__YOUR OBJECTIVE__
Rewrite the rows below from the line with "Q: Tag one point on each instance of the blue jeans" through the last row, replacing "Tag" with "Mark" and leaving everything else unchanged.

__GIVEN DATA__
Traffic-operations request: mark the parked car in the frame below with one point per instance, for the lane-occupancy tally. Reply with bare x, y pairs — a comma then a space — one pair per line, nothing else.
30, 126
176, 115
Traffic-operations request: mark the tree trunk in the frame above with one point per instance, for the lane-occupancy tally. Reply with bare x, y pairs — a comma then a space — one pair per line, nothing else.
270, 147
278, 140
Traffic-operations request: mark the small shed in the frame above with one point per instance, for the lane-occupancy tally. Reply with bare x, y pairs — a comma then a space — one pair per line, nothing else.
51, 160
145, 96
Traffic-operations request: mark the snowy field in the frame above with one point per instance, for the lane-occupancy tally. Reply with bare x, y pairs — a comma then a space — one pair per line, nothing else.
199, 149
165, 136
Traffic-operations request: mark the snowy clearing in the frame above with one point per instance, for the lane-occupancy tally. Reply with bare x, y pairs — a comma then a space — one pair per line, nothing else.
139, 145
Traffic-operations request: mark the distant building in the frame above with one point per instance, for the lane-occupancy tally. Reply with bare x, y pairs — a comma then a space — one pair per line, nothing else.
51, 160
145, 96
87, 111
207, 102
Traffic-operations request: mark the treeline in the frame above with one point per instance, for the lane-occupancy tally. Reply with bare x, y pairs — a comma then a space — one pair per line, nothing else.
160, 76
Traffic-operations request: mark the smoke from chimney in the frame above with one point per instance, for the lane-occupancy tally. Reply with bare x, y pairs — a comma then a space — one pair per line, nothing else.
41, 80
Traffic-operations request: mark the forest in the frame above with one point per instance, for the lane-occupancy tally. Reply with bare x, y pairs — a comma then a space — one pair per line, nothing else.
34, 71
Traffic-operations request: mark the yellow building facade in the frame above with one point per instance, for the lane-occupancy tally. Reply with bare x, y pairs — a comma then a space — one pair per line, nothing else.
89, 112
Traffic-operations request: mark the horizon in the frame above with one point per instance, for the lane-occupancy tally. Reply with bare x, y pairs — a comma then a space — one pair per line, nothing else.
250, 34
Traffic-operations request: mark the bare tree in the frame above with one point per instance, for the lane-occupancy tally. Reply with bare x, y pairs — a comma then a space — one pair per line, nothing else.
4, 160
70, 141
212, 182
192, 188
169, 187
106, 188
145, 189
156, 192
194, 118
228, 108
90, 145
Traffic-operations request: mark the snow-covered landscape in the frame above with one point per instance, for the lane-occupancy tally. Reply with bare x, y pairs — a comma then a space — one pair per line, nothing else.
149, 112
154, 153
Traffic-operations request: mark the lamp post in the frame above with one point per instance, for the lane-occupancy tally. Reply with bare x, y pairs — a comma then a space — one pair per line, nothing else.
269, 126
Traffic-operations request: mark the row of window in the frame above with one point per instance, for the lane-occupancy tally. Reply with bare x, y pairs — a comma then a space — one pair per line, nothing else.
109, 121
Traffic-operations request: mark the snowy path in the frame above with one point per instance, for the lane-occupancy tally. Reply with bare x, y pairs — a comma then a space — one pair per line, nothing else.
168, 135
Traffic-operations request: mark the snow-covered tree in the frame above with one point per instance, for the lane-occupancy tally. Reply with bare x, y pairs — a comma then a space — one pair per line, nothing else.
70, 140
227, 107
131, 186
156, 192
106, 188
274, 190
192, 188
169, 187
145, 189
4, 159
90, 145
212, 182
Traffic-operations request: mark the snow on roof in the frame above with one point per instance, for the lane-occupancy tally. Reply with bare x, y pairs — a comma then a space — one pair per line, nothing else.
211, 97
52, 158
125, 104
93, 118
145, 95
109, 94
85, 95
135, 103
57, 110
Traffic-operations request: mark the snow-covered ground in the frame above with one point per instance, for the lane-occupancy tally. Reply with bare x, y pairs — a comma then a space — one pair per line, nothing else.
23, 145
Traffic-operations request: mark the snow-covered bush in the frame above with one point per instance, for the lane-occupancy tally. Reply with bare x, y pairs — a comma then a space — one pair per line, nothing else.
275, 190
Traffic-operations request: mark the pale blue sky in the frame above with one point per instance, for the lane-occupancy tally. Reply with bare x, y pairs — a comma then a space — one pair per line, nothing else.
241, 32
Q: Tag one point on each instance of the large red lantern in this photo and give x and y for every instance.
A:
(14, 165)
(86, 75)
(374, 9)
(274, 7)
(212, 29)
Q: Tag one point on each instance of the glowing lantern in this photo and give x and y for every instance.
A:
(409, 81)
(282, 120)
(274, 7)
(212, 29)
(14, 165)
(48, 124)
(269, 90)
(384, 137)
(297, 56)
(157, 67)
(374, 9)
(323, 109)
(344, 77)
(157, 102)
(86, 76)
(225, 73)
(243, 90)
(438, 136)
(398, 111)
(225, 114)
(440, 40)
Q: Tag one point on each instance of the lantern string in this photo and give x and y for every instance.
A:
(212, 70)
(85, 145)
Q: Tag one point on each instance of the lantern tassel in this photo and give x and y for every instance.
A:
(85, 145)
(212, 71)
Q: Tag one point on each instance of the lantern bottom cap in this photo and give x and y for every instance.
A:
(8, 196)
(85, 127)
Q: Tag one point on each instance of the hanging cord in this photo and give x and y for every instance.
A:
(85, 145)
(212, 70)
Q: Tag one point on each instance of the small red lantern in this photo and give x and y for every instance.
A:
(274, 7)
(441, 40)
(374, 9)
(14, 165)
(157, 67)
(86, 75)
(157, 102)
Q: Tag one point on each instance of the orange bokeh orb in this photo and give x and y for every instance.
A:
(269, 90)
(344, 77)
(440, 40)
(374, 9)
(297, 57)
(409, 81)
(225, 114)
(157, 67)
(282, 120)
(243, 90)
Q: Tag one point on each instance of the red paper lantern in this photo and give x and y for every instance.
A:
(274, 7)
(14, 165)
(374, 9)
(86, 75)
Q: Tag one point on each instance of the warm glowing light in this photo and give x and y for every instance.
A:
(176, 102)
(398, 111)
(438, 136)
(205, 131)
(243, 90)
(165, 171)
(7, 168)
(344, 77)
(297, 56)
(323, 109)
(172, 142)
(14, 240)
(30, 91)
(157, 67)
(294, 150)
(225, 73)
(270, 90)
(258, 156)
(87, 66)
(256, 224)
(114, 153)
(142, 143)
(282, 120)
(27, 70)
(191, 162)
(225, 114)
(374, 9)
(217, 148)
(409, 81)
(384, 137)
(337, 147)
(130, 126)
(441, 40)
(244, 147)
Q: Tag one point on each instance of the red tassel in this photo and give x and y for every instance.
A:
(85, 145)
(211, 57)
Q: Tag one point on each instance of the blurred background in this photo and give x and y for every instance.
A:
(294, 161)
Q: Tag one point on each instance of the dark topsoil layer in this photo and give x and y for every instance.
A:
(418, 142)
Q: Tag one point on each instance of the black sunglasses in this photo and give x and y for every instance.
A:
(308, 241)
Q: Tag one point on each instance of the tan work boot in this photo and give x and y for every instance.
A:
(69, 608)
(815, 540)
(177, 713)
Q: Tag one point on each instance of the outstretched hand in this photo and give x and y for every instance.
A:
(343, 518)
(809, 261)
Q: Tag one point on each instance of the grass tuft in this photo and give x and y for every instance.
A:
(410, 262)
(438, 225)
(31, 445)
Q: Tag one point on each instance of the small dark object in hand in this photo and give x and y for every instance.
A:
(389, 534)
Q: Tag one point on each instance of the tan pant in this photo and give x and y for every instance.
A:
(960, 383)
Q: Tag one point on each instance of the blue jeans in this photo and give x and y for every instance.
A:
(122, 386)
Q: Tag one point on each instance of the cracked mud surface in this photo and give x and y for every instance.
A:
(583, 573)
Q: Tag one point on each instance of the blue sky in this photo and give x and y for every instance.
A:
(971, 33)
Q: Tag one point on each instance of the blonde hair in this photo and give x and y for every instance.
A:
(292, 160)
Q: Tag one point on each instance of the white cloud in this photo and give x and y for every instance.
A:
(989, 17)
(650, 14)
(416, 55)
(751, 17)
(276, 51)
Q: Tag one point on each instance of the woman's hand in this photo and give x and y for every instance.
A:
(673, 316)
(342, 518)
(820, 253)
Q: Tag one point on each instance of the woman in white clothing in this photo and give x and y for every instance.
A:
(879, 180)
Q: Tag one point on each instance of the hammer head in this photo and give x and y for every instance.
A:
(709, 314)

__SOLVED PROBLEM__
Q: Mark one point on each instance of the blue jeans in this photo and give x and y for every instance.
A:
(122, 386)
Q: Mark one point on each instance of the cracked mud surface in this photo and give x and y for every instance.
A:
(583, 573)
Q: Mark one point on each instance of the blue sky in this photo and give x and y for every instance.
A:
(971, 33)
Q: Mark one point on each instance of the blonde hair in this photo and give x and y for every instance.
A:
(292, 160)
Q: Mark one point on each instance of the white cloud in this photo and give x and y for every instance.
A:
(989, 17)
(650, 14)
(416, 55)
(751, 17)
(276, 51)
Q: Mark one point on each instance of the woman's hand in this photo and give x and y for every instance.
A:
(673, 316)
(342, 518)
(820, 253)
Q: Mark one point on each instance of the woman in white clothing in this photo and give x and y for every instance.
A:
(879, 180)
Q: Mark one point on each instance of the hammer head in this photo and give x and y for every instance.
A:
(709, 314)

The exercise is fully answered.